# [Directions]
The result should be the listing below, restated exactly, with its pictures left out.

# [Data shown]
*** Begin section ***

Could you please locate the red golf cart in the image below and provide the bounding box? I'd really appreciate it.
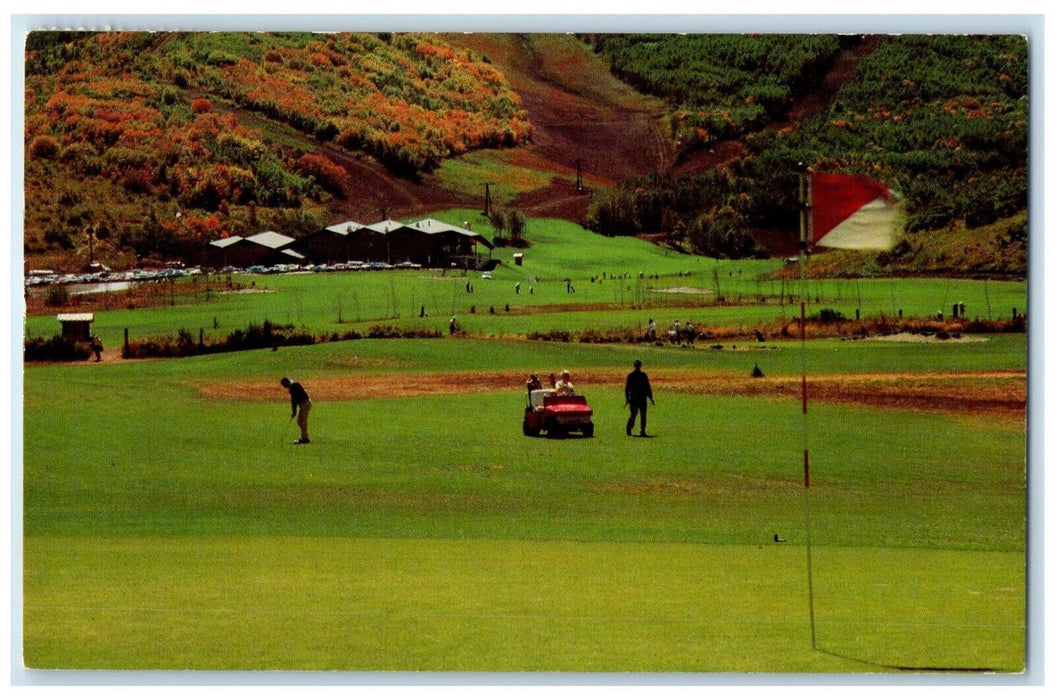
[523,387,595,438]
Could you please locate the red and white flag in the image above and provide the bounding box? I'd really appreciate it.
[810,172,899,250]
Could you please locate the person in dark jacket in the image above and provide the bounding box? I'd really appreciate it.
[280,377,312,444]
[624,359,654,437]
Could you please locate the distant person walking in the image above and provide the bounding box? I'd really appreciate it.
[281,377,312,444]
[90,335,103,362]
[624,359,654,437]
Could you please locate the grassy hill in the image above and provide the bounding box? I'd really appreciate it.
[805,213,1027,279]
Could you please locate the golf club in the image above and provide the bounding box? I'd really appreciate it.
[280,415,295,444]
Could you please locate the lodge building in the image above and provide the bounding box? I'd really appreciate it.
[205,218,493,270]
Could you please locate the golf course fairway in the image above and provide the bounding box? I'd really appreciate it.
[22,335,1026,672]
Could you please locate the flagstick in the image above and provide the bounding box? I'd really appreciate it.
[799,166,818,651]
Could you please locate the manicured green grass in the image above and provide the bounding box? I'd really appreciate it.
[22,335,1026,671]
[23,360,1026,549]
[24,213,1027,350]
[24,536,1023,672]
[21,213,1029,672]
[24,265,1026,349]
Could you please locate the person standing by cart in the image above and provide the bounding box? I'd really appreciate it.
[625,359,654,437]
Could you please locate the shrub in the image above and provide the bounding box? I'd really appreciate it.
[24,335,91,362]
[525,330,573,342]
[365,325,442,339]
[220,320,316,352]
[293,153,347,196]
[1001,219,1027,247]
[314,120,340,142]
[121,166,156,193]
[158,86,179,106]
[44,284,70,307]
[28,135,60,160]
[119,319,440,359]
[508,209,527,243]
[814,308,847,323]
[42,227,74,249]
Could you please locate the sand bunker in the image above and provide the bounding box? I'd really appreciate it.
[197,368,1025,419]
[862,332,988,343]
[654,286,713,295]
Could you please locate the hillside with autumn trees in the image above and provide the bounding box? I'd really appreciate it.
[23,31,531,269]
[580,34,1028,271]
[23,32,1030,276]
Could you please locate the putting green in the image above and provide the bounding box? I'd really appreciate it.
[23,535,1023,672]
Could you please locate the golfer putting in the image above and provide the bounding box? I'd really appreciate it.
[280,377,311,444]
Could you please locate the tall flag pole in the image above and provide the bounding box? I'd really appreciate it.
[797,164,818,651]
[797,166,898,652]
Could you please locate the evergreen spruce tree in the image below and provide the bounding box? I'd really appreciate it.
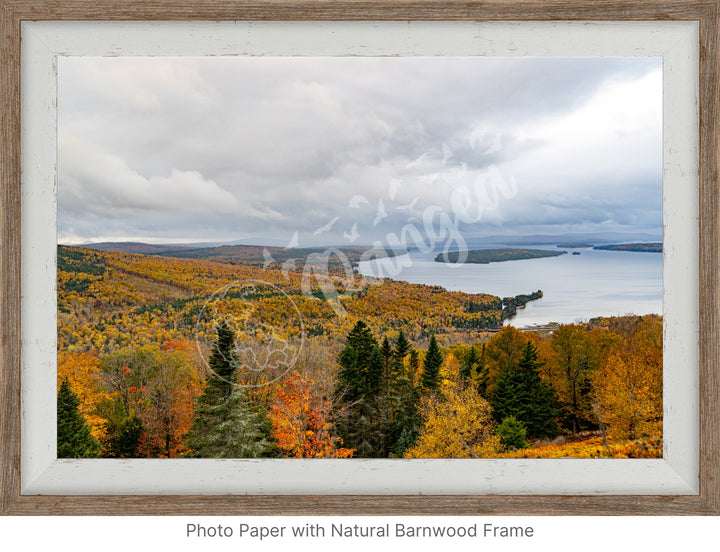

*** End section ***

# [Problem solution]
Could you please locate the red golf cart in the image below and provide the bounding box? I'd really appreciate it.
[523,387,595,438]
Could you please locate the red and white flag in the image above and provide the bounding box? I'd really appreciate it.
[810,172,899,250]
Could you please locate the person in dark jacket in the image above and provide the bounding box? I'd really appreciate it.
[280,377,312,444]
[624,359,654,437]
Could you please locate the distant person walking in the image above and provide the bounding box? I'd really appreciate it.
[281,377,312,444]
[90,335,103,362]
[624,359,654,437]
Could you please locate the grassy hill in the image above and provide the bounding box? I'd really appreciate it.
[805,213,1027,279]
Could you please locate the golf club in the image above and provide the bounding box? I'd really appreciate it.
[280,415,295,444]
Could you please locate the lodge building in the image above and provide the bounding box? I'd really appreciate it.
[205,218,493,270]
Could you please locate the golf course fairway in the image above and provide the bounding box? I'd really appreciate it.
[22,335,1026,672]
Could you please locate the flagstick in the image above and provide the bounding box? I'd really appreciate it.
[799,166,818,651]
Could you please locate the manicured green grass in the image above and provide the bounding box? I'd really appreciate it.
[22,335,1026,671]
[23,360,1026,549]
[24,213,1027,350]
[24,536,1023,672]
[21,213,1029,672]
[24,265,1026,349]
Could you please locate the person standing by cart in the image above and provide the bounding box? I'd really appreciate it.
[625,359,654,437]
Could you please locate the shrub in the image above and provide the bounding box? I'd really appreciate it.
[24,335,91,362]
[525,330,573,342]
[365,325,442,339]
[220,320,316,352]
[293,153,347,196]
[1001,219,1027,247]
[314,120,340,142]
[121,166,156,193]
[158,86,179,106]
[44,284,70,307]
[28,135,60,160]
[119,319,440,359]
[508,209,527,243]
[814,308,847,323]
[42,227,74,249]
Could you please locate the sand bunker in the image above and provide the bounding box? I'd really appreciate it.
[197,368,1025,419]
[862,332,988,343]
[654,286,713,295]
Could you please locate the hillside with autumn trees in the image above and provide the bounding box? I'd really appreciate it.
[23,31,531,269]
[580,34,1028,271]
[23,32,1030,276]
Could you please locate the putting green in the image above and provide the bounding box? I'd really appreciate it.
[23,535,1023,672]
Could you please locate the golfer putting in the image above and provide the bounding box? I'd really appreciate it.
[280,377,311,444]
Could you please locate the tall flag pole in the image above and provide the bounding box? I'd really appreciate it.
[797,164,818,651]
[797,166,898,652]
Could you please locate the evergreen spruce tree in the image below and provide the bounding box? I'd really appreciate it.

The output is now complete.